**PROBLEMS TO WORK ON**
**a)** According to the passage on learning and feedback networks, what two parts make up the Adaptive Hierarchical Reinforced Networks?
**b)** From the passage on learning and feedback networks, extract the portion starting at "Similar to the" and ending at "solving these problems.".

*** GIVEN TEXT

In the second paper, we investigate a network that is able to answer the open-ended questions based on the video and a given question. The Adaptive Hierarchical Reinforced Networks they proposed is composed of hierarchical encoder networks and the reinforced decoder networks. It is possible for us to adopt their general framework trained with our educational video data specifically.

Similar to the second paper, the last paper indicates that we can generate responses conditioned on the context. By leveraging conditional GAN framework, their model performs very well on this task.

3.7.6 Summary of Learning and Feedback Networks

Based on our previous discussion, we find that both QG and QA (including VQA) tasks have been well-studied. A number of specifically designed algorithms were presented and proved effective for solving these problems.

There is also plenty of research has also been done in open-ended question answering realm. Though the performance may not be guaranteed, some techniques presented above are greatly relevant and thought-provoking such as AES model and open-ended question answering networks.

Current research is promising but we need more research and innovation in this area.

However, we are confident that by combining some techniques introduced before to create such a coherent DeepEdu network is not that far-fetched.

******
*** RECORDS SUPPLIED

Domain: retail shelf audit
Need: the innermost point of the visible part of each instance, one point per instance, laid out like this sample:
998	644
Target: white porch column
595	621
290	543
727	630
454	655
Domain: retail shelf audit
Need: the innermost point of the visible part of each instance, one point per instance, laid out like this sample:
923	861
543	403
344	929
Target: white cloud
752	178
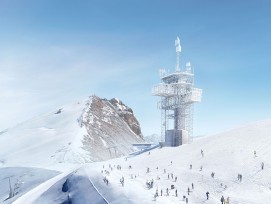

******

**RESULTS IN ORDER**
**a)** Hierarchical encoder networks and reinforced decoder networks.

**b)**
Similar to the second paper, the last paper indicates that we can generate responses conditioned on the context. By leveraging conditional GAN framework, their model performs very well on this task.

3.7.6 Summary of Learning and Feedback Networks

Based on our previous discussion, we find that both QG and QA (including VQA) tasks have been well-studied. A number of specifically designed algorithms were presented and proved effective for solving these problems.